Aim of the exercise: All entries must be transcribed without a single difference.

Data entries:
-=-=-=-=-
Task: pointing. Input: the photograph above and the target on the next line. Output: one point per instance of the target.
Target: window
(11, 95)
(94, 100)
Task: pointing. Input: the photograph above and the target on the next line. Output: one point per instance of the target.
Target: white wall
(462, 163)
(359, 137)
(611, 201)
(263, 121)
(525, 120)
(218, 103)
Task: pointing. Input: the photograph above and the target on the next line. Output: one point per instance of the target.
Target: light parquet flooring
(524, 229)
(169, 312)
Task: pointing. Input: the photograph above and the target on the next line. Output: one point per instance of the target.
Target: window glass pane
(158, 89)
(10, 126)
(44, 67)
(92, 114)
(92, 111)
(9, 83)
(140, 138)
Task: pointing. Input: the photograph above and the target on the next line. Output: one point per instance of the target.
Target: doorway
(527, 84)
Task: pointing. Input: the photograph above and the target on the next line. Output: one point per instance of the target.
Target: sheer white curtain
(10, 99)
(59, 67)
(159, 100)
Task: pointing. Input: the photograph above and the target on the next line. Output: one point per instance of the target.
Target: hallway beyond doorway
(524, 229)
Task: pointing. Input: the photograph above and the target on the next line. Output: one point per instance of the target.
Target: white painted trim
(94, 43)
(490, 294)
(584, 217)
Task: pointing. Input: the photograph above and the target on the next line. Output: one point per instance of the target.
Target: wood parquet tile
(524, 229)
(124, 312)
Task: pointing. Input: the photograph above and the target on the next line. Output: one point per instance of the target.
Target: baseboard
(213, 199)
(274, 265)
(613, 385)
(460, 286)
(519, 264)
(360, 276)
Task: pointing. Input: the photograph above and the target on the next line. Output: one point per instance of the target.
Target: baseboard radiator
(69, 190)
-=-=-=-=-
Answer to the problem:
Task: pointing. Input: the photograph above and the target on the next line. Output: one point per instance of the target.
Target: window
(11, 95)
(94, 100)
Task: pointing. Input: the photograph above and the target on the next line. Output: one point per instance of the target.
Target: white wall
(462, 163)
(359, 137)
(611, 201)
(263, 121)
(525, 120)
(218, 103)
Task: pointing. Input: the photograph above and the target on the next line. Output: one point per instance of the target.
Target: light parquet flooring
(524, 229)
(169, 312)
Task: pointing. Input: the photograph above and the target on the next line. Output: one point per instance of the target.
Target: window glass pane
(158, 89)
(10, 126)
(44, 67)
(92, 114)
(92, 111)
(9, 83)
(140, 138)
Task: pointing. Input: the photograph above and the target on the next line. Output: one point per instance of the target.
Target: doorway
(527, 84)
Task: pointing. Input: the photograph above and the target on the next line. Output: one point per instance of the target.
Target: sheer white curtain
(10, 99)
(59, 67)
(159, 100)
Task: pointing. Input: the photograph above and the target on the next line. Output: one point per instance of the target.
Target: hallway beyond doorway
(524, 229)
Task: pointing. Input: the photograph above and the target on the next line. Output: one point per instance of the target.
Target: white painted trim
(94, 43)
(490, 294)
(584, 217)
Task: pointing. Input: the photograph above and the target on the next line. Output: one point per instance of the target.
Target: wood parquet tile
(524, 229)
(124, 312)
Task: pointing. Input: the photograph above and the target on the next line. Output: one point per instance of the target.
Target: baseboard
(213, 199)
(274, 265)
(613, 385)
(460, 286)
(519, 264)
(360, 276)
Task: pointing. Input: the photograph above and the target on the next line. Output: one point per instance of the target.
Target: baseboard radiator
(69, 190)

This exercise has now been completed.